* BEGIN Source excerpt *
Telekom Malaysia (TM)’s 1Q16 results came in within expectations with no dividend announced as anticipated. Post-results review, we raised our FY16E/FY17E earnings by 0.6%/0.3%, after some fine-tuning. Raise stock rating to OUTPERFORM with a higher target price of RM7.20 (from RM6.92, previously) after rolling over valuation base year to FY17E. Our TP is based on targeted FY17E EV/forward EBITDA of 7.8x, representing an unchanged +1.0x SD above its 4-year mean.
In-line. 1Q16 core PATAMI of RM195m (9.6% YoY) came in within expectations at 21.8% of both our and the market consensus’ full-year estimates. Note that, the normalized PATAMI was derived after adding unrealized forex loss of RM27.8m arising from international trade settlement but stripping off RM50.3m fair value changes in its Webe (previously known as P1) investment and unrealized forex gain of RM104.5m in long-term loans. The latest quarter results are well within the historical 1Q contribution of 19.2%- 22.6% range of full-year results for the past five years. Webe has contributed RM51.9m turnover to TM in 1Q16 but continued to suffer a loss with RM124m at the EBIT level. Stripping off P1 contribution, 1Q16 turnover would have grown 3.6% YoY (to RM2.8b) with 13.5% YoY increase (to RM333m) at the EBIT level.
* END Source excerpt *
* BEGIN Record excerpts *
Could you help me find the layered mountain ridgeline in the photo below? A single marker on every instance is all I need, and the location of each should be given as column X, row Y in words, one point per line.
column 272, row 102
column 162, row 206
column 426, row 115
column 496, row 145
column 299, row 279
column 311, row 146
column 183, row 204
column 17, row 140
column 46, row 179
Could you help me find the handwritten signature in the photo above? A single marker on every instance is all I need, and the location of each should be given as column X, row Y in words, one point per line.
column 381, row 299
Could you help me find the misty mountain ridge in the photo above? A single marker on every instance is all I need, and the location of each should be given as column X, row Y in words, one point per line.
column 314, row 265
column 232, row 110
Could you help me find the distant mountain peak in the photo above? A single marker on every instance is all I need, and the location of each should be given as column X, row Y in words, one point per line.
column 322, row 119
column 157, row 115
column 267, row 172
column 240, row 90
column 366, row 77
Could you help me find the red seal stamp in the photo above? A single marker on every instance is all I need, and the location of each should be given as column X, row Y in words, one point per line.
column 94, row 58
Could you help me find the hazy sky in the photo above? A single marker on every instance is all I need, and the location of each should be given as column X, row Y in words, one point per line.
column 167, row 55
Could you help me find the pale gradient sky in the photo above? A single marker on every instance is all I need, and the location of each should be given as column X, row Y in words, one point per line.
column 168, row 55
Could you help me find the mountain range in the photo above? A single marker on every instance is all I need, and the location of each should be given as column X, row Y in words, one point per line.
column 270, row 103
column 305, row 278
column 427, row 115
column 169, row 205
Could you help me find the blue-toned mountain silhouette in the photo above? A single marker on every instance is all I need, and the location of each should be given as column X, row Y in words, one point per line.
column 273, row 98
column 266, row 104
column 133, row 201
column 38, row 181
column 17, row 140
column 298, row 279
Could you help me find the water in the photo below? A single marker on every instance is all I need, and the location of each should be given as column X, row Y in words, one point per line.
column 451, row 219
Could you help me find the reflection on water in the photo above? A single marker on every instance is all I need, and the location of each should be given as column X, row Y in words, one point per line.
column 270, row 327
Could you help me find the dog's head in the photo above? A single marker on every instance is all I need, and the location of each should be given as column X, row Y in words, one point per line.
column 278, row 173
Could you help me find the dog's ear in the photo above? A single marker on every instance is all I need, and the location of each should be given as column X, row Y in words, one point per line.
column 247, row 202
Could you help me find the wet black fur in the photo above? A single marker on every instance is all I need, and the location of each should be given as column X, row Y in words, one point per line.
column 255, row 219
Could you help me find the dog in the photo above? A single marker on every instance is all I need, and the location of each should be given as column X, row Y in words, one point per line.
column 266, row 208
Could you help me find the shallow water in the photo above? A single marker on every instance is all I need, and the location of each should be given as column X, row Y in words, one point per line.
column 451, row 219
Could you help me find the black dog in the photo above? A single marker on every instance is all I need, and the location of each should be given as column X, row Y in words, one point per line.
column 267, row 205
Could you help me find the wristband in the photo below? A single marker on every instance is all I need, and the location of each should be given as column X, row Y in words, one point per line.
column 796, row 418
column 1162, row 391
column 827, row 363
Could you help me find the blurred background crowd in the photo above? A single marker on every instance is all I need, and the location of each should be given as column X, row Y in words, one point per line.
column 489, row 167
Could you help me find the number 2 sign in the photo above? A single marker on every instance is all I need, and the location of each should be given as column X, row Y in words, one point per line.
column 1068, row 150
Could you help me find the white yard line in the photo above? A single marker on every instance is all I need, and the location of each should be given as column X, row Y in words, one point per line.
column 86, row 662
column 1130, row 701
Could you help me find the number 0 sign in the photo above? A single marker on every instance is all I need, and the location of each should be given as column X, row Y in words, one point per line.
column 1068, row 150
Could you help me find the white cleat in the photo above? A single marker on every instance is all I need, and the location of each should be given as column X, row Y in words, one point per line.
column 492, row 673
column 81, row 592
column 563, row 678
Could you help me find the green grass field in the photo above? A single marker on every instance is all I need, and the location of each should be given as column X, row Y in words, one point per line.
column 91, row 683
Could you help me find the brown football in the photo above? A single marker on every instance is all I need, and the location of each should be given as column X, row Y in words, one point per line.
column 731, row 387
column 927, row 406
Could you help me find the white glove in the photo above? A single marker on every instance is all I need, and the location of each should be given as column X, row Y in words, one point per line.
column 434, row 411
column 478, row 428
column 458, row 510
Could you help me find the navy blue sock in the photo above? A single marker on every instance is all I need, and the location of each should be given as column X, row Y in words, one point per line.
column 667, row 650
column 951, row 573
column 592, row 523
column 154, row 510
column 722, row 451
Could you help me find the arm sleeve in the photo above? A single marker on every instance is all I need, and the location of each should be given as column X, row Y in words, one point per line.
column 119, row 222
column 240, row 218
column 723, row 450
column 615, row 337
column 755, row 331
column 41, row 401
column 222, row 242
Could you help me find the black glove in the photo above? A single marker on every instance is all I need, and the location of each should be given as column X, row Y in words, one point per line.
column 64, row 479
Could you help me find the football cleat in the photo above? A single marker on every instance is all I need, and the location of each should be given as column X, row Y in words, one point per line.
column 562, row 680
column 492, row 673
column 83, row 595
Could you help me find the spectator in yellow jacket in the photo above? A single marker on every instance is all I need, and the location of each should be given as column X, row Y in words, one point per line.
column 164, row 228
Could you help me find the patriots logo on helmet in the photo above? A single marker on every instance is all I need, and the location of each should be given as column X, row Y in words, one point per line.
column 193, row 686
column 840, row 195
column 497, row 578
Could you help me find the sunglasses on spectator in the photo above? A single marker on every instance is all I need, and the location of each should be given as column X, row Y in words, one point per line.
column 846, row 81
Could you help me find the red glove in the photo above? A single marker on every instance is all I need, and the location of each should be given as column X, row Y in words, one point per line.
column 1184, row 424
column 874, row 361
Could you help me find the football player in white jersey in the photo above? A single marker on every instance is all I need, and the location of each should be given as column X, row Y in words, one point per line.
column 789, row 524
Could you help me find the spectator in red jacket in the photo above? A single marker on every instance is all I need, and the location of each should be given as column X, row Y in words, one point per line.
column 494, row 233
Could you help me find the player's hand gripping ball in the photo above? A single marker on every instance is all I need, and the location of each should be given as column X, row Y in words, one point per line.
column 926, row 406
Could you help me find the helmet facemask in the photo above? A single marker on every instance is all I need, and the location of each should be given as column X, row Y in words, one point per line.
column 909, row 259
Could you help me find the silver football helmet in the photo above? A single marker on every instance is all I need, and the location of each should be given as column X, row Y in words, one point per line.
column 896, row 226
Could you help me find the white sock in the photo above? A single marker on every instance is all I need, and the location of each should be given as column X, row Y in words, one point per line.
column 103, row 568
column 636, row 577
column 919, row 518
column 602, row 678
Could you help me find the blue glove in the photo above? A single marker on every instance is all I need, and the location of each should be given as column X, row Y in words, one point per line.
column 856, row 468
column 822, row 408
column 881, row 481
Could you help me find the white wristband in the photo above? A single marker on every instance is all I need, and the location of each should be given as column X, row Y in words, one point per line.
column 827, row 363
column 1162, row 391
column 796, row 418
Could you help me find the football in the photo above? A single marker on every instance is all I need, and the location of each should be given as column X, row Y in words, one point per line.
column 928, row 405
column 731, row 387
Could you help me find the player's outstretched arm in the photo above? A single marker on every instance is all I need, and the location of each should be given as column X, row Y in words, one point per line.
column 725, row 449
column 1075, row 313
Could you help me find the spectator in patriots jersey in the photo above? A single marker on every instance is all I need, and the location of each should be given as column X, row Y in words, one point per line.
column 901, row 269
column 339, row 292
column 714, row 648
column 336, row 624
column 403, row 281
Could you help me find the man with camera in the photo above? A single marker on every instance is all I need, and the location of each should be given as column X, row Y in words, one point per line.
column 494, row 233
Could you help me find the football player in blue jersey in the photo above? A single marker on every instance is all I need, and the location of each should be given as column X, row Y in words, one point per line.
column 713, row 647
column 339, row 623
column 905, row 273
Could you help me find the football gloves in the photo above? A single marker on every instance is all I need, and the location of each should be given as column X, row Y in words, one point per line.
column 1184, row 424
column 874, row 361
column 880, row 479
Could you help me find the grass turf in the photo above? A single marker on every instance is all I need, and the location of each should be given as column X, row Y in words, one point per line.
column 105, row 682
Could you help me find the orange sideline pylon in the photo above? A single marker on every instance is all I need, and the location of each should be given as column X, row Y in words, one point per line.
* END Record excerpts *
Problem to solve => List every adjustment the Telekom Malaysia results review says was made to arrive at the normalized PATAMI, including its amount and whether it was added or stripped off. The entries above have no connection to the text.

Written response =>
- Unrealized forex loss of RM27.8m arising from international trade settlement: added
- RM50.3m fair value changes in its Webe (previously known as P1) investment: stripped off
- Unrealized forex gain of RM104.5m in long-term loans: stripped off